Written task -> Please revise the data below by replacing "inner one" with "inside ring" wherever it occurs and keeping everything else unchanged. Leave the pictures out of your answer.
#### Data for the task
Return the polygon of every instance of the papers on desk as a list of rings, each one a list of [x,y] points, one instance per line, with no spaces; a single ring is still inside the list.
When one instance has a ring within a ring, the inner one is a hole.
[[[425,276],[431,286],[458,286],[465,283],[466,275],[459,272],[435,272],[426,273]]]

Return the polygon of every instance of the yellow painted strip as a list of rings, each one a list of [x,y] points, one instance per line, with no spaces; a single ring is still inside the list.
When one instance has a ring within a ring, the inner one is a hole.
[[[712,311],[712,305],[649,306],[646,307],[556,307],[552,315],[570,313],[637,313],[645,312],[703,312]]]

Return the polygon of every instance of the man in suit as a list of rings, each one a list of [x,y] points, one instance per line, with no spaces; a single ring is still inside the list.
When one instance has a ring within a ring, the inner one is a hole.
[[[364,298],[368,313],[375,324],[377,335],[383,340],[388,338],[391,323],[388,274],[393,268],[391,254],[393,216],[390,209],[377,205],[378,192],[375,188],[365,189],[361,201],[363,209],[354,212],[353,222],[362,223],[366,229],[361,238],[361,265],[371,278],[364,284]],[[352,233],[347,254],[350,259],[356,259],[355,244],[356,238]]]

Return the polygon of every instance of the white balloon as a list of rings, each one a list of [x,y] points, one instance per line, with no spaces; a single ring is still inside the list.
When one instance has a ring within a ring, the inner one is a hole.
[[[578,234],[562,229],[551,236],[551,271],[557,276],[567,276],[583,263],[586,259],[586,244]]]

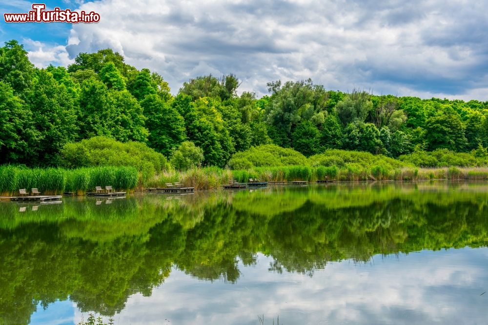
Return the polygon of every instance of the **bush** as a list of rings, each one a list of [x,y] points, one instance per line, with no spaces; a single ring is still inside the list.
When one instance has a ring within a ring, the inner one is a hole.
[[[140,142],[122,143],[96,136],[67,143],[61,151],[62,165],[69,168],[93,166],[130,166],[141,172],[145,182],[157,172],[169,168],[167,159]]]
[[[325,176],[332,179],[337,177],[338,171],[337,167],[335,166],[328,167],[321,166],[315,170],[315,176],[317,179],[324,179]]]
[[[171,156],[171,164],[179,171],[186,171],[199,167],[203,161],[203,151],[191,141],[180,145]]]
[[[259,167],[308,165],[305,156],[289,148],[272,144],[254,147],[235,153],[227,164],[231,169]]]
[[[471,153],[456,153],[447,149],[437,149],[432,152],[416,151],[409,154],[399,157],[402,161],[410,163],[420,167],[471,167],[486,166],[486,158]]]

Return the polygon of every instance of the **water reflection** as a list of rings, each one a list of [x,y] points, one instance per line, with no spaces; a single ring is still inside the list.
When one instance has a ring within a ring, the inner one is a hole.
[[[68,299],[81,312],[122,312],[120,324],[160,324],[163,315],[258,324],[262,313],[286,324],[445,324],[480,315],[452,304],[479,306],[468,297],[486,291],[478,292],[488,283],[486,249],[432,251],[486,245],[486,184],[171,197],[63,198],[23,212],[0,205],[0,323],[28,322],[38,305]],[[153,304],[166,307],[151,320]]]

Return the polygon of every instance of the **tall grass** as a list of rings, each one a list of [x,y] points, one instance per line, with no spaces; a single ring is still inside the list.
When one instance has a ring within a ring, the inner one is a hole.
########
Finished task ->
Return the polygon of every instance of the papers on desk as a list of rings, each one a list of [x,y] points, one instance per line, with no spaces; a single ring is still inside the list.
When one instance has a ring within a ring, the inside ring is a hole.
[[[425,276],[431,286],[458,286],[465,283],[466,275],[459,272],[435,272],[426,273]]]

Return the polygon of every instance of the yellow painted strip as a list of rings, each one a list of [x,y] points, one instance per line, with no spaces; a single ring is still inside the list.
When one instance has a ring within a ring, the inside ring is a hole.
[[[712,311],[712,305],[649,306],[646,307],[556,307],[552,315],[570,313],[637,313],[645,312],[703,312]]]

Return the polygon of every instance of the man in suit as a list of rings, each one a list of [x,y] points, one instance per line, with no spaces; a single ring is still inside the list.
When one instance has a ring within a ring, the inside ring is a hole.
[[[364,298],[368,313],[375,324],[377,335],[383,340],[388,338],[391,323],[388,274],[393,268],[391,254],[393,216],[390,209],[377,205],[378,192],[375,188],[365,189],[361,201],[363,209],[354,212],[353,222],[362,223],[366,229],[361,238],[361,265],[371,278],[364,284]],[[352,233],[347,254],[350,259],[356,259],[355,244],[356,238]]]

Return the polygon of every instance of the white balloon as a list of rings, each one a list of [x,y] points, one instance per line, with no spaces; a single ring is still inside the list.
When one instance has a ring within a ring, the inside ring is a hole.
[[[578,234],[562,229],[551,236],[551,271],[557,276],[567,276],[583,263],[586,259],[586,244]]]

Return the polygon of every instance of the **bush** as a list of rings, each one a list of [x,y] points, one instance per line, with no spaces; a single ring is still inside the list.
When one instance has a ring within a ring, the inside ring is a hole.
[[[140,142],[122,143],[96,136],[67,143],[61,151],[62,165],[69,168],[93,166],[130,166],[141,172],[145,182],[157,172],[169,168],[167,159]]]
[[[325,176],[332,179],[337,177],[338,171],[337,167],[335,166],[328,167],[321,166],[315,170],[315,176],[317,179],[324,179]]]
[[[171,156],[171,164],[179,171],[186,171],[199,167],[203,161],[203,151],[191,141],[180,145]]]
[[[259,167],[308,165],[305,156],[289,148],[272,144],[254,147],[235,153],[227,164],[231,169]]]
[[[471,153],[456,153],[447,149],[437,149],[432,152],[416,151],[409,154],[399,157],[402,161],[410,163],[420,167],[471,167],[486,166],[486,158]]]

Return the polygon of every instance of the **water reflection** as a list of rings, each one a list of [x,y] points, one instance per line, with no spaces; a single ring is still inside the list.
When one instance has a ring within a ring, the inside ring is a hole.
[[[68,299],[81,312],[122,312],[120,324],[160,324],[163,315],[258,324],[262,313],[286,324],[445,324],[480,315],[452,304],[479,306],[468,297],[486,291],[478,292],[488,283],[486,249],[432,251],[486,245],[486,184],[171,197],[63,198],[23,212],[0,205],[0,323],[28,322],[38,305]],[[153,304],[166,307],[151,320]]]

Return the polygon of every instance of the **tall grass** as a list of rings, each one a list of [x,y] points, one instance per line, with no spaces; a single ring is still inside the list.
When one instance has a ring within a ring, the inside ring is a hole.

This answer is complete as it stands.